• [Exercise brief] How would you put this sentence from the forum thread on cash below into Spanish: "Cash is still a distinct sort of thing, no matter what physical form it takes."

• [Excerpt]
# # # #
I know that it's posited as better against corruption, but there are still
some people that don't want a bank account and would prefer checks/cash for
their pay and I don't see that going away anytime soon unless it becomes
illegal (which won't happen).

------
upofadown
People that buy and pay for things online don't (and mostly can't) use cash.
So without separating out the online and offline purchases this could be
misleading.

I do so few transactions offline that I just use cash for those few, low
value, transactions. Since there are many places in the physical world that
just take cash I might as well just use the one thing. I have a working debit
card (the bank pretty much insists) but the added convenience isn't worth the
low risk of getting it skimmed and the small loss of privacy.

Eventually we will have to start making a distinction between electronic cash
and the physical kind. Cash is still a distinct sort of thing, no matter what
physical form it takes.
# # # #
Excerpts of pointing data
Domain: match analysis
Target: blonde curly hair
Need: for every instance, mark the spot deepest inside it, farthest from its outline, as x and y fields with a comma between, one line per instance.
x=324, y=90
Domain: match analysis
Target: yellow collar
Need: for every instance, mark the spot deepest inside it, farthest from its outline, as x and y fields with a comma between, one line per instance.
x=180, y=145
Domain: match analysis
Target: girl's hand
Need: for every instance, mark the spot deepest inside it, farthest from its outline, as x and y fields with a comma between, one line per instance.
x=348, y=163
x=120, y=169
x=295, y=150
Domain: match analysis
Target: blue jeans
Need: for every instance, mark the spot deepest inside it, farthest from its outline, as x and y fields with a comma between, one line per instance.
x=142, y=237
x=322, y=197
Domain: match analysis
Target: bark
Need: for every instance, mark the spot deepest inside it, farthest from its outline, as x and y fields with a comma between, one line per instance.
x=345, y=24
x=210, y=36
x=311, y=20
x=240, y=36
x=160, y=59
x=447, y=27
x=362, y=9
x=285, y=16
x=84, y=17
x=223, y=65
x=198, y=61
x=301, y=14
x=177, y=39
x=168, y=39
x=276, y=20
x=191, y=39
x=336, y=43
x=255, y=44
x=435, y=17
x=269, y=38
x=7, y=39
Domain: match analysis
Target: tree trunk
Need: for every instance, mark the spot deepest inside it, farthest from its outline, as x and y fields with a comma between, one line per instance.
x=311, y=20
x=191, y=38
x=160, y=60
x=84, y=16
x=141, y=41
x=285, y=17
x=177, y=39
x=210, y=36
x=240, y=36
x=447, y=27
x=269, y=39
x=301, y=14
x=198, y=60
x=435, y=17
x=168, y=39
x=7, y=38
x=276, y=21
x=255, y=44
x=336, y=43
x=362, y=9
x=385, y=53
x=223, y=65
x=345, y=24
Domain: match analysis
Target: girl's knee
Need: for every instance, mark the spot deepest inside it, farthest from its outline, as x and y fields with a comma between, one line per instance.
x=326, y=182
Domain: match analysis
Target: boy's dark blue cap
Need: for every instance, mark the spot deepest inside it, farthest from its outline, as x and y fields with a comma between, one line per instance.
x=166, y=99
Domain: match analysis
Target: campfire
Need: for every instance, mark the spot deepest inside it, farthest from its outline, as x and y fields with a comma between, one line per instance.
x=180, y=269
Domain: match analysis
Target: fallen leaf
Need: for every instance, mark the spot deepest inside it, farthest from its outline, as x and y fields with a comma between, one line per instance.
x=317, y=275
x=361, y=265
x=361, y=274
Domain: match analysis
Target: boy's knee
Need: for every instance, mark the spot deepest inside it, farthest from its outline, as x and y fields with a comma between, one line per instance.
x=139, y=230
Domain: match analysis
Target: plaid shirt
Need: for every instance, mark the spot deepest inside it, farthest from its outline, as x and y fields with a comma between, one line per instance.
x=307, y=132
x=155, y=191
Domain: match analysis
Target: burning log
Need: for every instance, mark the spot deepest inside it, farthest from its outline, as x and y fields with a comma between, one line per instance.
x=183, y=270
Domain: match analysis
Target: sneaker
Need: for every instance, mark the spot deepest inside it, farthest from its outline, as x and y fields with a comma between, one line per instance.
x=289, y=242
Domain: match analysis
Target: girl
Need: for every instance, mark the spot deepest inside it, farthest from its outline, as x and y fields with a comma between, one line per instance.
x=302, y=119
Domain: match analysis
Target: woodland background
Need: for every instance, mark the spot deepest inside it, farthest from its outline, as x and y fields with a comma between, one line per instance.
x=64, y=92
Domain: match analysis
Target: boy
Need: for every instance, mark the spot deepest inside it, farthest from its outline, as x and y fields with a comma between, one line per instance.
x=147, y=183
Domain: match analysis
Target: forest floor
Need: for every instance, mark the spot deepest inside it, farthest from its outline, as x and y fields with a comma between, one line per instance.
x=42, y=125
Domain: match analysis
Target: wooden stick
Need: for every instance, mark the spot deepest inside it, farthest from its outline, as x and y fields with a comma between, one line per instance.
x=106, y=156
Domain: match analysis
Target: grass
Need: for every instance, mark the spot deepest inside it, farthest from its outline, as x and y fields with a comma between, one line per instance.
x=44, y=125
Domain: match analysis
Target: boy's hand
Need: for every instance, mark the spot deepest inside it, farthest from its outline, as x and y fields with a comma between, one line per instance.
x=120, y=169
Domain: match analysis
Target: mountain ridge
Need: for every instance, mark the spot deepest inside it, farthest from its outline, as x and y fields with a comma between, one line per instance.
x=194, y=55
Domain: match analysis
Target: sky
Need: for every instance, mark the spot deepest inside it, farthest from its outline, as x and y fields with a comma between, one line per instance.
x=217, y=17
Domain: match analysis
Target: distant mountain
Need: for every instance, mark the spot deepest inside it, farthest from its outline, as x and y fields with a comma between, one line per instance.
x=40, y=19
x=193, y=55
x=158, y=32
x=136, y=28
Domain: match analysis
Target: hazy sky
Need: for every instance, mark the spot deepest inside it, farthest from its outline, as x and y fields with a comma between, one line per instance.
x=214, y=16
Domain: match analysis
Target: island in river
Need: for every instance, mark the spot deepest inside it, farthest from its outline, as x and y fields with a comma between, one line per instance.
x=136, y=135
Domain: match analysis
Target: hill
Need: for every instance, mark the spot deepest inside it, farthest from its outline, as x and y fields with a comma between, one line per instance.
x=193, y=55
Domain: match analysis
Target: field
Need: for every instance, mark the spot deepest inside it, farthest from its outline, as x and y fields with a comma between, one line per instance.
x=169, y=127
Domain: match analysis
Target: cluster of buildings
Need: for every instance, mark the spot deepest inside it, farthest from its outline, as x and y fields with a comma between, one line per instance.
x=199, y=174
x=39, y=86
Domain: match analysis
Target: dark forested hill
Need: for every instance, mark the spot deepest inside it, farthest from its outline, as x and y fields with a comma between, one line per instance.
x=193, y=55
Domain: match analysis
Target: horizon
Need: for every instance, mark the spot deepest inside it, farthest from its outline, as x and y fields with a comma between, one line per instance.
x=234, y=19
# # # #
• [Solution to the problem] El efectivo sigue siendo un tipo de cosa distinto, sin importar la forma física que adopte.